■ Stated problem ■
Reproduce the lines below word for word, leaving out the pictures.

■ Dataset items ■
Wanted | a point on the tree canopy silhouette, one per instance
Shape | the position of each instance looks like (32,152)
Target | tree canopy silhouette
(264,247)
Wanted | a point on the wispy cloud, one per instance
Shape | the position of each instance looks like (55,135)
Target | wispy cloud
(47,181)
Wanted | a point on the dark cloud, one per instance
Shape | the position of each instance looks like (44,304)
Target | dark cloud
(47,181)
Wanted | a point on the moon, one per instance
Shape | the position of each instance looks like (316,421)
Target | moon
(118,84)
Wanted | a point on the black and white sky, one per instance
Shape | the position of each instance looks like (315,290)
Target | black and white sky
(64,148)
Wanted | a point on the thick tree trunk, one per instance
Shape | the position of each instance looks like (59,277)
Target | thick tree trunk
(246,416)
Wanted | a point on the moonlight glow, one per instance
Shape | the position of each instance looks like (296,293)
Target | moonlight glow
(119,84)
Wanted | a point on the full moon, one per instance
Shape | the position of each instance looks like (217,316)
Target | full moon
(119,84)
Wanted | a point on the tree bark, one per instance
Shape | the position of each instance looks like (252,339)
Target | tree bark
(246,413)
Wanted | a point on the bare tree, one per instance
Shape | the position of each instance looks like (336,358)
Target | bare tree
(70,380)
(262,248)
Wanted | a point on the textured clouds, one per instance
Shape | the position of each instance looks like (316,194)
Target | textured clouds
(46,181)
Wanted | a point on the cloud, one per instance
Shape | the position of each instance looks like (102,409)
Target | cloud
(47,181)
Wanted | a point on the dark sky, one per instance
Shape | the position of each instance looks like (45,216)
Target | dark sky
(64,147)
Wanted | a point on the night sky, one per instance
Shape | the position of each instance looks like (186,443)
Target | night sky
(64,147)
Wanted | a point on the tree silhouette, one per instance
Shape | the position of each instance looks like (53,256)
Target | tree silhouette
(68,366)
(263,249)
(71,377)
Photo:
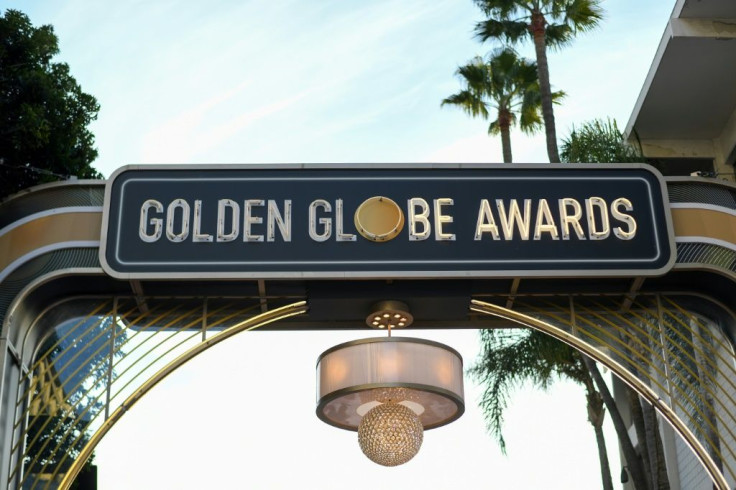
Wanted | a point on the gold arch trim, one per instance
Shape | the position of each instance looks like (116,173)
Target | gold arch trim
(250,324)
(625,374)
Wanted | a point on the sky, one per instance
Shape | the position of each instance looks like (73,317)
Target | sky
(323,81)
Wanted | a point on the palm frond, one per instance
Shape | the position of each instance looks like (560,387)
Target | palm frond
(583,15)
(511,31)
(469,102)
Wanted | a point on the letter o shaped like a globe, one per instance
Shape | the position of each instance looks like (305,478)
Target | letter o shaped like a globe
(379,219)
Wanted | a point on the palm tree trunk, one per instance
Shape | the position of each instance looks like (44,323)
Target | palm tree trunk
(637,418)
(713,439)
(603,458)
(660,479)
(506,142)
(596,416)
(632,459)
(545,89)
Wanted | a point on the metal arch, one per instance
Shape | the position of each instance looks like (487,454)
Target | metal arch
(252,323)
(569,337)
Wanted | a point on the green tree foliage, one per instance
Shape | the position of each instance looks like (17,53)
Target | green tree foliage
(598,141)
(510,358)
(506,85)
(548,23)
(44,114)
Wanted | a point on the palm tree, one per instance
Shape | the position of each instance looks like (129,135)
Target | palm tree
(550,23)
(509,358)
(506,83)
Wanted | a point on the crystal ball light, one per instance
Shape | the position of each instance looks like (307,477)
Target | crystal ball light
(390,434)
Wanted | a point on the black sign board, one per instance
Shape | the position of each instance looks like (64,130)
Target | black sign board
(392,221)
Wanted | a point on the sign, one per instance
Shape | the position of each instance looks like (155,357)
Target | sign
(296,221)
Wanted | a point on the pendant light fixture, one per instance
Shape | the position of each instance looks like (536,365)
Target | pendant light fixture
(390,389)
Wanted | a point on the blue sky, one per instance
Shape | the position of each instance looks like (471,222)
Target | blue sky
(322,81)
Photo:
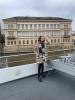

■ Answer below ■
Wanted | a point on the tree canopy silhouette, one per instance
Shape | the position of each instance looks like (32,152)
Target | tree canopy silhouette
(264,247)
Wanted | a point on the wispy cloud, one per instance
Shape | the position of each instance looks like (55,135)
Target | wispy cloud
(47,181)
Wanted | a point on the dark cloud, one per instance
Shape | the position of each instance looks like (44,304)
Target | dark cloud
(47,181)
Wanted | a point on the moon, one per instance
Shape | the position of each instance looks like (316,421)
Target | moon
(118,84)
Wanted | a point on the black and white sky, one per instance
Shape | the position of each instance looks like (315,290)
Target | black and white sky
(64,148)
Wanted | a point on the thick tree trunk, one per instance
Shape | the position of each instance looks like (59,277)
Target | thick tree trunk
(246,416)
Wanted | a point on the moonlight glow, one per instance
Shape | the position of each instance looks like (296,293)
Target | moonlight glow
(119,84)
Wanted | a point on the full moon, one per instance
Shape | the position of each instance looks like (217,316)
Target | full moon
(119,84)
Wanted | a point on the tree bark, one per instance
Shape | the position of each instance looks like (252,339)
Target | tree bark
(246,413)
Wanted | a point on the bare tree, one per instance
Shape | the position of each instance looks like (336,358)
Target | bare tree
(70,380)
(262,248)
Wanted | a point on the textured clouds, one per instance
Shape | the position of each instance looks like (316,194)
Target | textured clouds
(46,181)
Wanted | a point on the cloud, one per instance
Shape | the position of each instance looks like (102,409)
Target | cloud
(47,181)
Wanted | a point on the dark sky, one per instance
Shape | the position of each instance looks like (45,216)
Target | dark sky
(64,147)
Wanted | a point on the night sky, one per instance
Shape | the position of each instance looks like (186,443)
Target | night sky
(64,147)
Wanted | a point on the tree silhouette, one per instance
Shape | the position of each instance looks like (53,256)
Target | tree silhouette
(68,366)
(263,249)
(71,377)
Photo:
Wanted | a point on the gold arch trim, one per instance
Shape | the position of each instance looks like (116,173)
Target | gold arch trim
(250,324)
(625,374)
Wanted | a point on the sky, one per instance
Shape | the position of each instance looks like (73,317)
Target | sky
(323,81)
Wanted | a point on the palm frond, one per instance
Shape | the position of each instance looks like (560,387)
Target | palm frond
(583,15)
(511,31)
(469,102)
Wanted | a point on the letter o shaped like a globe, one per instance
Shape | the position of each instance looks like (305,478)
Target | letter o shaped like a globe
(379,219)
Wanted | a point on the palm tree trunk, one per instance
Shape | the position of each instance looks like (44,323)
Target | palm tree trunk
(637,418)
(713,439)
(603,458)
(660,479)
(506,142)
(596,416)
(632,459)
(545,89)
Wanted | a point on the metal arch, one per instance
Shape | the position of each instance looks like (487,454)
Target | metal arch
(252,323)
(569,337)
Wanted | a point on the green tree foliage, one per instance
Shape | the position of each instance looks like (17,53)
Target | green tree foliage
(598,141)
(510,358)
(506,85)
(548,23)
(44,114)
Wanted | a point on the palm tree, one per instance
Shape | the position of each instance looks like (129,135)
Target | palm tree
(550,23)
(509,358)
(506,83)
Wanted | a point on the crystal ball light, one per instance
Shape | the position of each instance looks like (307,477)
Target | crystal ball light
(390,434)
Wanted | a point on the black sign board, one per instance
Shape | the position of each instance looks like (64,130)
Target | black sign board
(392,221)
Wanted | a point on the sign, one per instance
Shape | the position of each instance looks like (155,357)
Target | sign
(296,221)
Wanted | a point on the pendant light fixture, one per instance
Shape | the position of each instance looks like (536,365)
Target | pendant light fixture
(390,389)
Wanted | a point on the blue sky, one per instance
Shape | the position of each instance looks like (471,222)
Target | blue sky
(322,81)
Photo:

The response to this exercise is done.